> Testo
((

Le monarchie del Golfo proseguono il loro intervento politico, finanziario e militare sia in Egitto che in Libia, in Somalia come in Yemen. Usano i miliardi dei petrodollari che hanno spremuto dal lavoro di centinaia di migliaia di lavoratori stranieri, dai palestinesi ai bangladeshi, dagli indiani ai filippini, per comprare armi sofisticate come i Mirage e contemporaneamente trasformare in mercenari gli africani che prima lavoravano in Libia.
Gli imperialismi europei d’altronde non mollano l’osso.
L’ Italia, cioè l’Eni, pesa ancora notevolmente nello sfruttamento delle risorse libiche. Alla chetichella il governo Conte II ha rinnovato il famigerato memorandum con la Libia, cioè finanzia e arma quella Guardia Costiera, che di fatto gestisce o protegge il sistema dei lager, i traffici degli scafisti. Dopo la sceneggiata del meeting di Palermo (dicembre 2018) il pallino comunque è passato ad altri.
Il ministro degli Esteri francese Jean-Yves Le Drian, prima con Hollande e adesso con Macron, è un fervido sostenitore di Haftar, da lui presentato su Le Figaro come il campione della lotta al terrorismo, l’unico in grado di mettere ordine nel caos libico (sic). Mondafrique del 27 maggio lo accusa di aver chiesto al premier egiziano al Sissi di inviare soldati a sostegno del suo beniamino libico, forte del fatto che la Francia fornisce armi e istruttori antisommossa, oltre che fregate al presidente forcaiolo dell’Egitto.
Ma l’Europa si presenta in ordine sparso, ogni paese prosegue con obiettivi propri e l’unitarietà della missione Irini è solo di facciata. Tutti sottolineano la debolezza di marine militari nazionali non coordinate a livello europeo. E lo dimostra la “potenza Europa, la battaglia in corso per la concentrazione della cantieristica con la nascita del “campione tedesco” Lürssen – Gnyk, il relativo stallo delle trattative Fincantieri – ThyssenKrupp da un lato e Fincantieri – STX dall’altro.

))

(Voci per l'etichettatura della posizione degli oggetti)
((

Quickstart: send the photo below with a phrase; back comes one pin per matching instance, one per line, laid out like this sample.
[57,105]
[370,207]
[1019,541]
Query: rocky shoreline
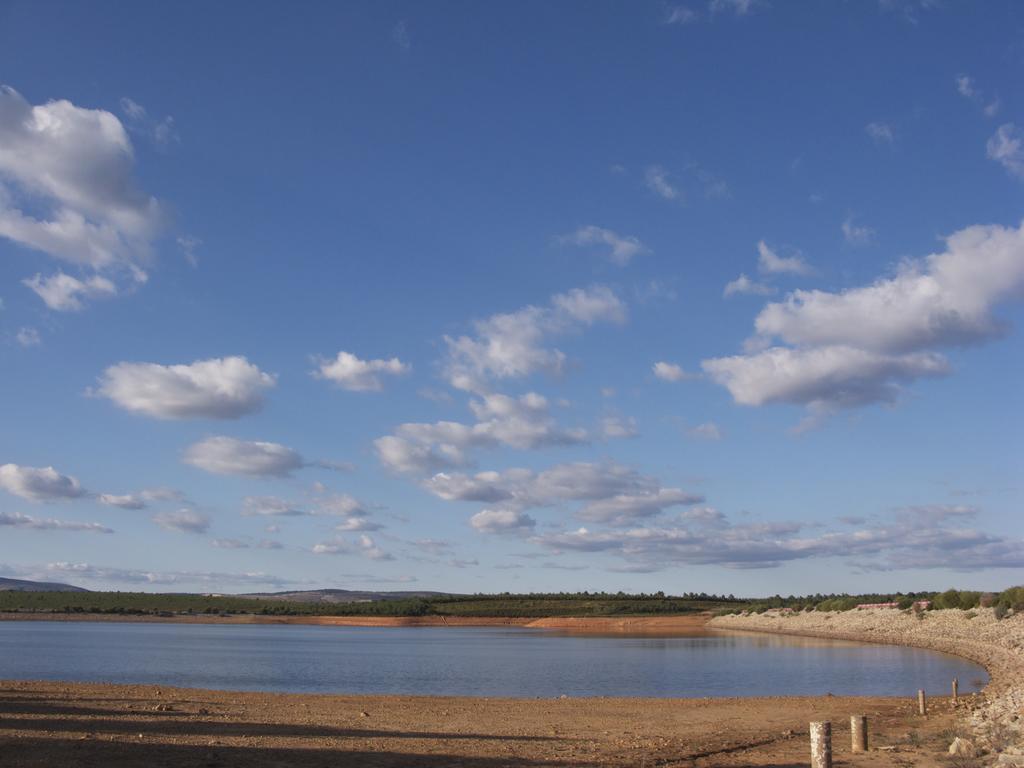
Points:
[995,719]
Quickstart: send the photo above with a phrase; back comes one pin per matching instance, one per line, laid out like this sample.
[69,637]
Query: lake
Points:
[468,662]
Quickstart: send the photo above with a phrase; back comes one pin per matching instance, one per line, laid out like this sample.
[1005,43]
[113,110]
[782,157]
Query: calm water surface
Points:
[474,662]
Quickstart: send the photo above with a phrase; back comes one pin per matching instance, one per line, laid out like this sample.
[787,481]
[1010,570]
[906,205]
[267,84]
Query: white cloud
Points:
[17,520]
[858,346]
[502,521]
[607,493]
[350,373]
[229,456]
[269,505]
[881,133]
[622,247]
[680,14]
[738,7]
[64,293]
[28,337]
[126,501]
[522,423]
[183,521]
[743,285]
[672,372]
[216,388]
[625,509]
[707,431]
[39,483]
[942,299]
[617,427]
[364,546]
[512,345]
[820,377]
[656,179]
[160,131]
[79,571]
[771,262]
[907,541]
[966,86]
[76,166]
[856,235]
[1007,147]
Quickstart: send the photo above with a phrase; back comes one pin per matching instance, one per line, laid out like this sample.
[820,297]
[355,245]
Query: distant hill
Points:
[20,585]
[339,596]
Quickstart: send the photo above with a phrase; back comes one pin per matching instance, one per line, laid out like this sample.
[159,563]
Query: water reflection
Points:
[484,660]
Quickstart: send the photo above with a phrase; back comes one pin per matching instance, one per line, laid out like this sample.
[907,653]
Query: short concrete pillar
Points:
[858,732]
[821,744]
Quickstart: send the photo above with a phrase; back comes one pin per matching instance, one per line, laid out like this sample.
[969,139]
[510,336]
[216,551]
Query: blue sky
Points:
[601,295]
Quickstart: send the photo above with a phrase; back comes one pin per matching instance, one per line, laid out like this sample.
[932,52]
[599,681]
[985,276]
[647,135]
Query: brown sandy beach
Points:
[50,724]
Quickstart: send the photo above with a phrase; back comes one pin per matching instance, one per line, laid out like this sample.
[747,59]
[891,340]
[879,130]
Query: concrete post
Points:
[858,732]
[821,744]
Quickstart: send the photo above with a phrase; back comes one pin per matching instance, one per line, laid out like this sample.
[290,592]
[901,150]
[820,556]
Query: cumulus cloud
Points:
[18,520]
[858,346]
[228,456]
[617,427]
[772,263]
[39,483]
[76,167]
[522,423]
[671,372]
[216,388]
[881,133]
[125,501]
[348,372]
[743,285]
[707,431]
[183,521]
[66,294]
[608,493]
[738,7]
[270,506]
[364,546]
[680,14]
[656,179]
[902,543]
[83,571]
[512,345]
[502,521]
[622,248]
[856,235]
[1007,147]
[160,131]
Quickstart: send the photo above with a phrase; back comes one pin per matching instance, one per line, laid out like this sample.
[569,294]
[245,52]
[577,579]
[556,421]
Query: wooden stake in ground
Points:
[821,744]
[858,732]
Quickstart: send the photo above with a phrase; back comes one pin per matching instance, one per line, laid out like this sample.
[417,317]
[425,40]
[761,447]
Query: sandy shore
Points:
[995,720]
[48,724]
[60,724]
[677,626]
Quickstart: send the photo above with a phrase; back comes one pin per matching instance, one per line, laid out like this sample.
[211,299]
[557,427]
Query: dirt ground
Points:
[100,726]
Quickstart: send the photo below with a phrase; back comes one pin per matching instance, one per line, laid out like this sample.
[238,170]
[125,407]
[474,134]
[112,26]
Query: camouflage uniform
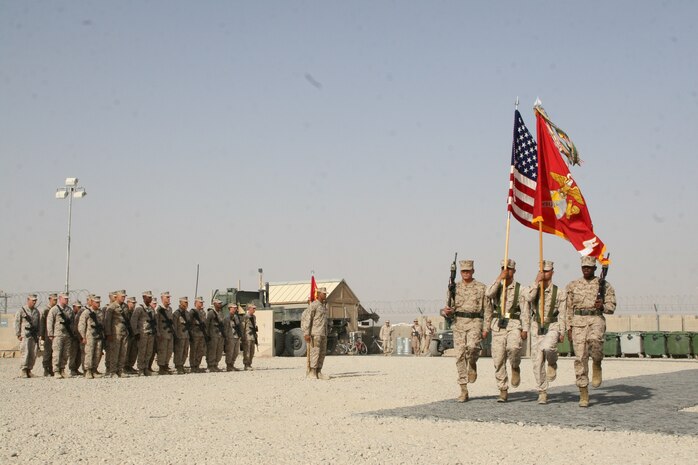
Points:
[47,356]
[249,328]
[131,343]
[165,336]
[214,350]
[467,327]
[314,324]
[117,336]
[181,334]
[416,334]
[28,333]
[386,335]
[429,333]
[198,342]
[233,328]
[544,346]
[89,332]
[144,329]
[588,324]
[506,342]
[62,341]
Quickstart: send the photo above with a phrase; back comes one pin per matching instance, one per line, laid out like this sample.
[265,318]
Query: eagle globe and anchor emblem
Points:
[564,197]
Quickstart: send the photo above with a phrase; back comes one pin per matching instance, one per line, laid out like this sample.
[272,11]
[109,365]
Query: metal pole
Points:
[70,215]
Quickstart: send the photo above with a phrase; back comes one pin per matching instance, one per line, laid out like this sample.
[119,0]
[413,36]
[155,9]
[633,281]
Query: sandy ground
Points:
[275,415]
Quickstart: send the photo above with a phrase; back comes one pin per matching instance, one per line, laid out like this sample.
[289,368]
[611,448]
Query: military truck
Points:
[288,336]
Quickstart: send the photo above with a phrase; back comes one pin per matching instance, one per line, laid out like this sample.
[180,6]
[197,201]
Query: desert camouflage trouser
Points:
[587,340]
[543,349]
[506,344]
[467,334]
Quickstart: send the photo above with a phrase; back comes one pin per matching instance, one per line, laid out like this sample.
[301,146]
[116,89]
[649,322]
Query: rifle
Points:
[221,329]
[168,323]
[97,326]
[30,326]
[66,323]
[601,294]
[152,324]
[202,325]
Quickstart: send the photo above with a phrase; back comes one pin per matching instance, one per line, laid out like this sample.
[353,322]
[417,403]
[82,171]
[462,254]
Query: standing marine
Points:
[314,326]
[545,337]
[27,326]
[508,322]
[467,325]
[588,299]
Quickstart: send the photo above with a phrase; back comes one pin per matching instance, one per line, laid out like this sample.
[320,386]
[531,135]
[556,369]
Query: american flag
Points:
[524,173]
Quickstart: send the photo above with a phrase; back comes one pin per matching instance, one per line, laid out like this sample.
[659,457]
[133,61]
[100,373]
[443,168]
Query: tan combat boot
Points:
[584,396]
[472,372]
[551,371]
[596,377]
[543,397]
[515,376]
[463,393]
[503,395]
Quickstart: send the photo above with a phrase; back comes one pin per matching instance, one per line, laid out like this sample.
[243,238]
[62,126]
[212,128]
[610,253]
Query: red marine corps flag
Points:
[559,204]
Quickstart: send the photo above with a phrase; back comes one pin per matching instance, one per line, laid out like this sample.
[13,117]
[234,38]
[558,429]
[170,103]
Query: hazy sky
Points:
[364,140]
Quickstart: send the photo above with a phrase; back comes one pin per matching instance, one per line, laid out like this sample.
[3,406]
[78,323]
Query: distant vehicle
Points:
[288,336]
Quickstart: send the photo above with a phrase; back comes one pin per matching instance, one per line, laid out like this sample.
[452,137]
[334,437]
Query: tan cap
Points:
[467,265]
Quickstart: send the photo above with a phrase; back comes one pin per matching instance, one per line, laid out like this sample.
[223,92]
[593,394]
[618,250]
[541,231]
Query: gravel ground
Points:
[375,410]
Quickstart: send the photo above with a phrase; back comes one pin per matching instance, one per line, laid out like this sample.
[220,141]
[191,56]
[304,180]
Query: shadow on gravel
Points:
[649,404]
[355,374]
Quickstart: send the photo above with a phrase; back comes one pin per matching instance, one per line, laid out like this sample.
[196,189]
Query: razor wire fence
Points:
[11,302]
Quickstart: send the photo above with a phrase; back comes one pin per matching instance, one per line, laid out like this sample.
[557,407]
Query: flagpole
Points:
[541,291]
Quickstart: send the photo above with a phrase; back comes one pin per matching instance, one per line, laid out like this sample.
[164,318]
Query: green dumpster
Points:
[611,345]
[565,347]
[678,344]
[654,343]
[486,346]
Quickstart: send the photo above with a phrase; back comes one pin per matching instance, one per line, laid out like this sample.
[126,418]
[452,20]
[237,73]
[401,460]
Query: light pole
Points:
[70,190]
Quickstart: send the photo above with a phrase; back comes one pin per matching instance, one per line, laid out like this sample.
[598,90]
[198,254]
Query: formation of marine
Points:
[476,310]
[132,337]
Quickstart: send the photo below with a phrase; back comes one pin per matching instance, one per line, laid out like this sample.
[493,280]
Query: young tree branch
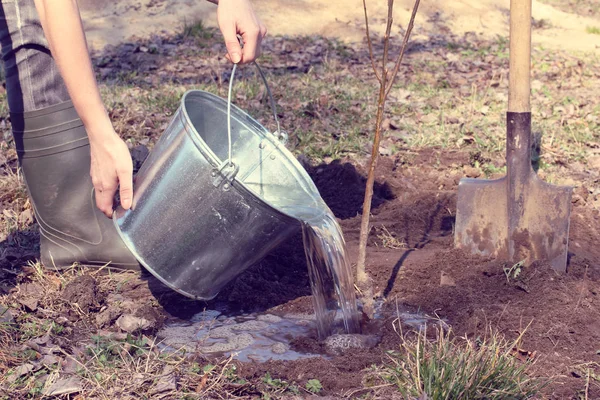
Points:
[386,81]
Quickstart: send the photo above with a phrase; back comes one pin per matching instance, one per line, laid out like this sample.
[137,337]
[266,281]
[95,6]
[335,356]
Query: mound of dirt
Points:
[83,291]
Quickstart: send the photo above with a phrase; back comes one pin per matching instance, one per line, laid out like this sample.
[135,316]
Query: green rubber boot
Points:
[54,154]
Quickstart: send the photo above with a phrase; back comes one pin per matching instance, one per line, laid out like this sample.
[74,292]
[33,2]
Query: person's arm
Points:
[237,17]
[111,162]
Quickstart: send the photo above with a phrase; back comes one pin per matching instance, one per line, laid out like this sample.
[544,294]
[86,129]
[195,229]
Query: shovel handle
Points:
[520,56]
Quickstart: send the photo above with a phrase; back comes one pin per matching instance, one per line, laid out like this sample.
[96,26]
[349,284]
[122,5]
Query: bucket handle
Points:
[279,134]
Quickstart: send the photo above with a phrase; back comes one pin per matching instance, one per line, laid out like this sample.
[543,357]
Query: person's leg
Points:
[53,149]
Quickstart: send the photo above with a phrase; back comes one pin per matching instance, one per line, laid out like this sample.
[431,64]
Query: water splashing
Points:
[330,273]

))

> Compito da svolgere
Restituisci senza alcuna modifica tutto il brano del testo sulla Libia che va da "Ma l’Europa si" giù fino a "Fincantieri – STX dall’altro.". Le voci non servono per svolgere questo lavoro.

> Soluzione svolta
Ma l’Europa si presenta in ordine sparso, ogni paese prosegue con obiettivi propri e l’unitarietà della missione Irini è solo di facciata. Tutti sottolineano la debolezza di marine militari nazionali non coordinate a livello europeo. E lo dimostra la “potenza Europa, la battaglia in corso per la concentrazione della cantieristica con la nascita del “campione tedesco” Lürssen – Gnyk, il relativo stallo delle trattative Fincantieri – ThyssenKrupp da un lato e Fincantieri – STX dall’altro.